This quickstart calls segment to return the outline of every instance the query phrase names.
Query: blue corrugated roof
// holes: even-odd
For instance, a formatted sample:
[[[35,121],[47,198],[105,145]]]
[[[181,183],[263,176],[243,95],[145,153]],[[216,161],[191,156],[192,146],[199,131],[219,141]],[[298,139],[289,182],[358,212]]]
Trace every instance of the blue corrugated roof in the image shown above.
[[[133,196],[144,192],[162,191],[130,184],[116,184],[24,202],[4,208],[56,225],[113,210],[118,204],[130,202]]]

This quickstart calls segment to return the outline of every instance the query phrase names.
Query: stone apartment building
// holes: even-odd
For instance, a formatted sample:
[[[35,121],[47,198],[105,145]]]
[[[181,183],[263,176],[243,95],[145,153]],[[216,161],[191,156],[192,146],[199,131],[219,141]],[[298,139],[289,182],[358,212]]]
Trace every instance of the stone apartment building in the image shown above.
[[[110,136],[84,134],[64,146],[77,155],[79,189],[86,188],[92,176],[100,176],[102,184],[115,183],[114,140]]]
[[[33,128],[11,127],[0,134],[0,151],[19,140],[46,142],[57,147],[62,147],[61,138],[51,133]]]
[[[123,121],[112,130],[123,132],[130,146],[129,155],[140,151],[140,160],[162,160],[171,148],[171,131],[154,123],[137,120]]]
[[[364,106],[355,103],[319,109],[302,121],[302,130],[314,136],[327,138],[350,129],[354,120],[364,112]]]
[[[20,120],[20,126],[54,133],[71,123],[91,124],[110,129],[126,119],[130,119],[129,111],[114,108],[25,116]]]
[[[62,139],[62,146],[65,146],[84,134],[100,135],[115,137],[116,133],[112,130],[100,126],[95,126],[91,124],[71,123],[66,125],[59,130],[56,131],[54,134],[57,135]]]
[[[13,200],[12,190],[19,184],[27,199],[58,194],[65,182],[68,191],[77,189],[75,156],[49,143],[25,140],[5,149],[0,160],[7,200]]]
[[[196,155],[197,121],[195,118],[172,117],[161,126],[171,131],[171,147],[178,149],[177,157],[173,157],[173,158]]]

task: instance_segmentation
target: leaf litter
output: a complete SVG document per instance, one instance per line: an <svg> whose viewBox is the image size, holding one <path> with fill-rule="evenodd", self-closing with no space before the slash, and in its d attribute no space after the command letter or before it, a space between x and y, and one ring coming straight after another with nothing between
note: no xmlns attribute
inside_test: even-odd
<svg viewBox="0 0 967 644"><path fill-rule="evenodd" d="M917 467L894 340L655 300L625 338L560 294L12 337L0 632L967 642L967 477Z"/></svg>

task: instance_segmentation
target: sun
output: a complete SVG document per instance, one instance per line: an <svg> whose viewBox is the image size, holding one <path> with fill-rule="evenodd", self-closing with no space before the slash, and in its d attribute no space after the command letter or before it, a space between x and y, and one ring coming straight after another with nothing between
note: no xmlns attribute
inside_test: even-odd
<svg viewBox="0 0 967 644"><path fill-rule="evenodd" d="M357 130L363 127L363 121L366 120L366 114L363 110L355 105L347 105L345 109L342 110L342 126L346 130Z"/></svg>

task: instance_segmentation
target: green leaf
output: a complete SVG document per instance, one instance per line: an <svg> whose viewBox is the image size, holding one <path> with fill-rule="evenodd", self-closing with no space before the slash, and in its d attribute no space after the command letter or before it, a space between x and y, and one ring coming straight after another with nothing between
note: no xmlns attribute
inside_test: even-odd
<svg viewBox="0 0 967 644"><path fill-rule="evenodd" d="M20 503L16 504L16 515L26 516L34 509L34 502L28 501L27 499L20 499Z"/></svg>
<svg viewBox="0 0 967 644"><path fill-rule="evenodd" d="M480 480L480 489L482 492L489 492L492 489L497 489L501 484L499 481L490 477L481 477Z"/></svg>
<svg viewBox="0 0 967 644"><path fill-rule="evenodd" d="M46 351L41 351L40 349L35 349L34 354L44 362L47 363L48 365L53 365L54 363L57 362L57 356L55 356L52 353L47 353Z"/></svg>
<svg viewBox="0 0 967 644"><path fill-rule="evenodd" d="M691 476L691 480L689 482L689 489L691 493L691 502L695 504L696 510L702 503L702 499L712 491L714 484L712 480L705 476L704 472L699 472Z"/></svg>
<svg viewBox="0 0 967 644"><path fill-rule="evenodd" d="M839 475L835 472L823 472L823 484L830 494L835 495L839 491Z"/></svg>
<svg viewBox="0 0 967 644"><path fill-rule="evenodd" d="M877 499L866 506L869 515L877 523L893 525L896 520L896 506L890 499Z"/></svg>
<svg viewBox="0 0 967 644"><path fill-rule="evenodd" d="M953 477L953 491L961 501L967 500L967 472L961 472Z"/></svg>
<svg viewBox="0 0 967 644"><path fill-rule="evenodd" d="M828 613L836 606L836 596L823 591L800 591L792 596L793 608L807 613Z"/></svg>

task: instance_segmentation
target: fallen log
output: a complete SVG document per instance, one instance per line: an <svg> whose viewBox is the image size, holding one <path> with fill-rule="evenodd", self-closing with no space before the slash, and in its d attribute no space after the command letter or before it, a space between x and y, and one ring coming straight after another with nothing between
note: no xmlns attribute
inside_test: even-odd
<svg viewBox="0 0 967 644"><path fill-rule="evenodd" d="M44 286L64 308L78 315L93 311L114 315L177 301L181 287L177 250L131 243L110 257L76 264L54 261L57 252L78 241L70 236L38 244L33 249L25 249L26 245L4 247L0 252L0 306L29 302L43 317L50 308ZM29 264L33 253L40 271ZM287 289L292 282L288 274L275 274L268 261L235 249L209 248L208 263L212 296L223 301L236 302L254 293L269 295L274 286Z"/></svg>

----

* Aim of the task *
Rewrite the lines from the first one through the line that contains "Trace every instance of the blue", changing "corrugated" to "metal" and leaving everything else as it is.

* Full solution *
This quickstart calls segment to return the outline of every instance the query phrase names.
Query: blue metal roof
// holes: even-odd
For instance, a formatted sample:
[[[35,121],[47,198],[105,145]]]
[[[181,183],[263,176],[243,95],[145,153]],[[216,161],[191,156],[192,146],[199,131],[219,141]],[[298,139],[289,182],[358,212]]]
Trace every instance of the blue metal roof in the image shown above.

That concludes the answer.